I.4.1. Didascalies diégétiques et techniques
On remarque en outre dans cet exemple qu' Ils ne bougent pas peut être lu comme une description (des personnages) ou comme une prescription (à l'adresse des comédiens). De manière générale, les didascalies concernent en effet soit la situation fictive de l'histoire représentée, soit la situation réelle de la représentation scénique proprement dite: dans le premier cas, on les qualifie de diégétiques, dans le second, de techniques. Celles-ci, également nommées indications scéniques ou de régie, suivent au plus près l'étymologie de didascalies – des instructions.

LISTE DES DONNÉES =>
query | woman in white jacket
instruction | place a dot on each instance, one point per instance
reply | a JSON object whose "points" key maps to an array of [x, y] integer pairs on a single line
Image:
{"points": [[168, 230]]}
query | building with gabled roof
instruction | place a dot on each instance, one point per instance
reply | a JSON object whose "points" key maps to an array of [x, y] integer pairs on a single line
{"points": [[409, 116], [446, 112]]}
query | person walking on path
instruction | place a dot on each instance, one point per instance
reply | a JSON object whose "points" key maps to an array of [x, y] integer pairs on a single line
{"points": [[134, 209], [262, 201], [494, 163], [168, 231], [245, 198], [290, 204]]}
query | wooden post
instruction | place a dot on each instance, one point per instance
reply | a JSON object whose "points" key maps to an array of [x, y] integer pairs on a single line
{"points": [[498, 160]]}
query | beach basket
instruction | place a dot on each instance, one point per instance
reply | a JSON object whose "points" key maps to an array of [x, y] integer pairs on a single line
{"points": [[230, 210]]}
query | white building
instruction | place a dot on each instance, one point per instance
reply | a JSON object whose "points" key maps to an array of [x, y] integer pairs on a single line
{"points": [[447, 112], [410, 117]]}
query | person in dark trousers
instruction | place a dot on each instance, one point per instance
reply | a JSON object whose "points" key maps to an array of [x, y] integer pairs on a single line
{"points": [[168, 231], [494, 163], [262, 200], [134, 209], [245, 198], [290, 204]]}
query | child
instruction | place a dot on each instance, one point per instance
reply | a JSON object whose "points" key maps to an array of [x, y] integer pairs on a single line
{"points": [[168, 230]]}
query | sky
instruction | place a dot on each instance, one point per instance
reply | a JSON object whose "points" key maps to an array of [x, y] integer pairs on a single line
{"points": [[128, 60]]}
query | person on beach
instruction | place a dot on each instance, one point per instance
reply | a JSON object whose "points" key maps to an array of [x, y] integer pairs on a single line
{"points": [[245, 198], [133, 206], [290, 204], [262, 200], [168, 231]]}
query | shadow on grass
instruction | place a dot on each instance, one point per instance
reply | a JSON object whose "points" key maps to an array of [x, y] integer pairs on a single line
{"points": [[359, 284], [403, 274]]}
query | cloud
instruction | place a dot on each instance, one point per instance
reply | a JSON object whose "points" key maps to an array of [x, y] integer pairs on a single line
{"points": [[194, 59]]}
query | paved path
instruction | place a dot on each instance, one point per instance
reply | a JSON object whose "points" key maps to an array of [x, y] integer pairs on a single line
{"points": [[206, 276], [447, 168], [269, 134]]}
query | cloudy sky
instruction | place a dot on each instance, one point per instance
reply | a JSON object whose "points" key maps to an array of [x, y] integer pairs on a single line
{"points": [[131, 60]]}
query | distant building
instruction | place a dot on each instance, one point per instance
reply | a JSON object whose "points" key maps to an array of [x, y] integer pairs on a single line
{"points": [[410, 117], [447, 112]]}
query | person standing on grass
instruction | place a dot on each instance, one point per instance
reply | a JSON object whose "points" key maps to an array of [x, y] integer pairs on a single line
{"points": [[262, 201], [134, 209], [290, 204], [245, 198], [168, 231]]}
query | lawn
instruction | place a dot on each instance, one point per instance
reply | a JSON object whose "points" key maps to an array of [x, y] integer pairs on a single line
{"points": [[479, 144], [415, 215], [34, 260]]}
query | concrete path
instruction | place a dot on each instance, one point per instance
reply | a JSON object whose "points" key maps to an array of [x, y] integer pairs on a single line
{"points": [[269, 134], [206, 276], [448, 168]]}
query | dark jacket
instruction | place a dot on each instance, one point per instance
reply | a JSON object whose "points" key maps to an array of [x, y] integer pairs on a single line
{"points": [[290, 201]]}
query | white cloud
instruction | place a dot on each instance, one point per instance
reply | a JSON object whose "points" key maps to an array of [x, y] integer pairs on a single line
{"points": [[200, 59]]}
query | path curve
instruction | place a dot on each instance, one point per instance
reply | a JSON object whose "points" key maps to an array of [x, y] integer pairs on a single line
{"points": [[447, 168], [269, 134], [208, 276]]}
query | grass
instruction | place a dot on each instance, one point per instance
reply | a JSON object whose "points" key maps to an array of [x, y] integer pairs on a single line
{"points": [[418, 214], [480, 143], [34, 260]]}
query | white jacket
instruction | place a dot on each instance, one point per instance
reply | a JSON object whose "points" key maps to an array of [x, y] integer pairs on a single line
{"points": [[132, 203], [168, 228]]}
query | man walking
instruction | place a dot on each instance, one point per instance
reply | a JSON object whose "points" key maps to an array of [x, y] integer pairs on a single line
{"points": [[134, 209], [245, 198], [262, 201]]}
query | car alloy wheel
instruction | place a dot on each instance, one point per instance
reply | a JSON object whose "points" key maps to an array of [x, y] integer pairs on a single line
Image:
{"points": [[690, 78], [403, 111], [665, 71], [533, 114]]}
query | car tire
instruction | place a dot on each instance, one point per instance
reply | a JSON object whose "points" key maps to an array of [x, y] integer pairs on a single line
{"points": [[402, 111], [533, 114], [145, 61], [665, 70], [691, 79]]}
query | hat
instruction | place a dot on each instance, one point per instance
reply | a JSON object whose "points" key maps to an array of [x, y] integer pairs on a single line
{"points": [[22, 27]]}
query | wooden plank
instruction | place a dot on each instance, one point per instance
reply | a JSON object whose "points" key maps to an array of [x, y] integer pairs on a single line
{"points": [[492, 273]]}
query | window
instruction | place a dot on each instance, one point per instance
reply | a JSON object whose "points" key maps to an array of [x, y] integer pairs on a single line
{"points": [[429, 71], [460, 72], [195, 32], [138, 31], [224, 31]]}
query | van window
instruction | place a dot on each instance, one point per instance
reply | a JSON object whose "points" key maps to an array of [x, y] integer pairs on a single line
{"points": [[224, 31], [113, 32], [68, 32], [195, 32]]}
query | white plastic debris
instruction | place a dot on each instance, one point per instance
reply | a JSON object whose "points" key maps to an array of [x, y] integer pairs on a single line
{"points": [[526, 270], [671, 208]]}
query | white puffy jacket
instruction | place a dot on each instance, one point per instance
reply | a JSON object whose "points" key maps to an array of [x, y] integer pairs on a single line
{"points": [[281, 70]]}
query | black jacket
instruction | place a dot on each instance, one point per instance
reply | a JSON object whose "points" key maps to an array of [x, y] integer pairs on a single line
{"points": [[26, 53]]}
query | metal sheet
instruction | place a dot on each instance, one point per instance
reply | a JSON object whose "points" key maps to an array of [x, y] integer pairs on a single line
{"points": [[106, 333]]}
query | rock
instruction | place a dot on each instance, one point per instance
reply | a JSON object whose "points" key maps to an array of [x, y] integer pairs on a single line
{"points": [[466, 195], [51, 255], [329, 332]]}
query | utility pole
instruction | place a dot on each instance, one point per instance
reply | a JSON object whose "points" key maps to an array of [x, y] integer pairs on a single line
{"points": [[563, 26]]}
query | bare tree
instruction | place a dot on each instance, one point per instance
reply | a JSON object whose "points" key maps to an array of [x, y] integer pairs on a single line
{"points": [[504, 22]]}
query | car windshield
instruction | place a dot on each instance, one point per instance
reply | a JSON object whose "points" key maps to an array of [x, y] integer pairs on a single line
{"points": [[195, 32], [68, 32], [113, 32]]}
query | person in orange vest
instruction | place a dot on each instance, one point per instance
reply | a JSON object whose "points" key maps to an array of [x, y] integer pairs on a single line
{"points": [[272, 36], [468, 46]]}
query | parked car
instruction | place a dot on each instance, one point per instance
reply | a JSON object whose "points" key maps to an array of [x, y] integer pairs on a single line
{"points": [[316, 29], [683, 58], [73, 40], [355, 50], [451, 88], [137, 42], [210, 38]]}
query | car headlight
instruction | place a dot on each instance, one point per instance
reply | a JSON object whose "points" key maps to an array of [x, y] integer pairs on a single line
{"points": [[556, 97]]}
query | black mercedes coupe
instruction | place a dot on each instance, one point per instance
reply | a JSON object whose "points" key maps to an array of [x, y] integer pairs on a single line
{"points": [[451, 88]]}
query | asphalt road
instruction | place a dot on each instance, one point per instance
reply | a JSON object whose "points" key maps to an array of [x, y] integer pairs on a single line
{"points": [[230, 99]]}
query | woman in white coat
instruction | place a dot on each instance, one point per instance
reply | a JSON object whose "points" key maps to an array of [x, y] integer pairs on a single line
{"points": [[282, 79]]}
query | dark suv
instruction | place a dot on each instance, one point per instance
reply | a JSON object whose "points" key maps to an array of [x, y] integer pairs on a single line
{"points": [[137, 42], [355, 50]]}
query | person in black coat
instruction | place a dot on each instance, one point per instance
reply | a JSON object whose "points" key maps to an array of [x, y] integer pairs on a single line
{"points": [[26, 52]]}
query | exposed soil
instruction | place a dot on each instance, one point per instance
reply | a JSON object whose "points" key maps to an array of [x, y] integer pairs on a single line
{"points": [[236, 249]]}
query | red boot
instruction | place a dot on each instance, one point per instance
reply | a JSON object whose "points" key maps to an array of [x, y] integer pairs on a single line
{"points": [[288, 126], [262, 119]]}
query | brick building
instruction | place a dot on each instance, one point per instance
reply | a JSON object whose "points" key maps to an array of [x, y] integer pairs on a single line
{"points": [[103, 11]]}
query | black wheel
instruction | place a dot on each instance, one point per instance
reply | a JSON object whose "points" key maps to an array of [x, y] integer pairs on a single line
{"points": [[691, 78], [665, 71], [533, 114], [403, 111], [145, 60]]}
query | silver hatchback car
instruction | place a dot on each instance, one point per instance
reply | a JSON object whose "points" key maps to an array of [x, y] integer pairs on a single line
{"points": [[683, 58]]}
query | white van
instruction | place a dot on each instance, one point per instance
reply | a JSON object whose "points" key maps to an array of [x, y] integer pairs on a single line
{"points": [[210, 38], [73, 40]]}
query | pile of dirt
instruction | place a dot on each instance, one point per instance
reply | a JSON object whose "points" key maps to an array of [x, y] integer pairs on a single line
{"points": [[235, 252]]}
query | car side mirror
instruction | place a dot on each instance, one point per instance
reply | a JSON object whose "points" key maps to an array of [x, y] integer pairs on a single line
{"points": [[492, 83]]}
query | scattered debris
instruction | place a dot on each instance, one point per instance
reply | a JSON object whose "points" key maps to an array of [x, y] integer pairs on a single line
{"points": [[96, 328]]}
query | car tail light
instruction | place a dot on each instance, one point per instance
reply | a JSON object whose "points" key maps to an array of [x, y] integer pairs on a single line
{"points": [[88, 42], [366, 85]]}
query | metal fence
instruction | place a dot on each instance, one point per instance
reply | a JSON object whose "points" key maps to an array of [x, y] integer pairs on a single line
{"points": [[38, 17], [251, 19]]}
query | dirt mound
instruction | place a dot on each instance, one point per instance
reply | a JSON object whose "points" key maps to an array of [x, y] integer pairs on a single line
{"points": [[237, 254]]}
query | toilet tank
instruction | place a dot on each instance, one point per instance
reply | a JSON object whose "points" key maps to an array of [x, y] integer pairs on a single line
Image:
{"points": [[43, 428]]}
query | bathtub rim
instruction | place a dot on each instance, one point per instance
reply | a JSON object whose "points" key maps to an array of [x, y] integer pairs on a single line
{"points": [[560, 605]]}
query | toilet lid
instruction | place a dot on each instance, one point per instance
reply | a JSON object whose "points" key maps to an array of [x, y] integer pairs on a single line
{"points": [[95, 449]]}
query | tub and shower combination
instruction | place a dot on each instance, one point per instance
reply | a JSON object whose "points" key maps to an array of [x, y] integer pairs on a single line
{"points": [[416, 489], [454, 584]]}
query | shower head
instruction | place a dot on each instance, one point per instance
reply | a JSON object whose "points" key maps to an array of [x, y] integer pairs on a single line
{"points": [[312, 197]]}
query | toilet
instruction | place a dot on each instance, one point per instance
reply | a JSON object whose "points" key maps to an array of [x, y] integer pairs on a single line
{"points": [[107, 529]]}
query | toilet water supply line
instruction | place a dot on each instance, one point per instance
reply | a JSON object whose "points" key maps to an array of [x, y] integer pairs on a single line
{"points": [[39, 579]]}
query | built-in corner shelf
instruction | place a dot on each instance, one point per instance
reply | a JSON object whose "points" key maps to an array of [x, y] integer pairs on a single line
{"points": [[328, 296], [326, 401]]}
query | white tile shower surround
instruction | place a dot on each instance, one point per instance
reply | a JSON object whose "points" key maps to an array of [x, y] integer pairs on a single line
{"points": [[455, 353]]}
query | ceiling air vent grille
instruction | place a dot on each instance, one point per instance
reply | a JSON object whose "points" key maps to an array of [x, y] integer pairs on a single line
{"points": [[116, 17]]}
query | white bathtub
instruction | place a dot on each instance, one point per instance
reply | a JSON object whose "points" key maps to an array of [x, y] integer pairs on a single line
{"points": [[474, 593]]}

OBJET DE L'EXERCICE => Poursuivez le passage sur les didascalies diégétiques et techniques, en reprenant juste après sa dernière phrase.

RÉPONSE À L'EXERCICE =>
I.4.2. Extension de la voix didascalique
Jamais sans doute la voix didascalique ne se fait plus discrète que dans la pièce de Bernard-Marie-Koltès La Nuit juste avant les forêts. Aucun espace n'est désigné, ni aucun personnage annoncé: le texte a tout d'un long monologue intérieur. Mais, détail essentiel, il est flanqué de guillemets, qui s'ouvrent avant le premier mot pour se fermer après le dernier. Guillemets qui signifient que le texte cite quelqu'un, un personnage qui parle. Il s'agit donc toujours énonciativement parlant de discours direct, signalé par la présence, discrète mais indéniable, d'une marque attributive.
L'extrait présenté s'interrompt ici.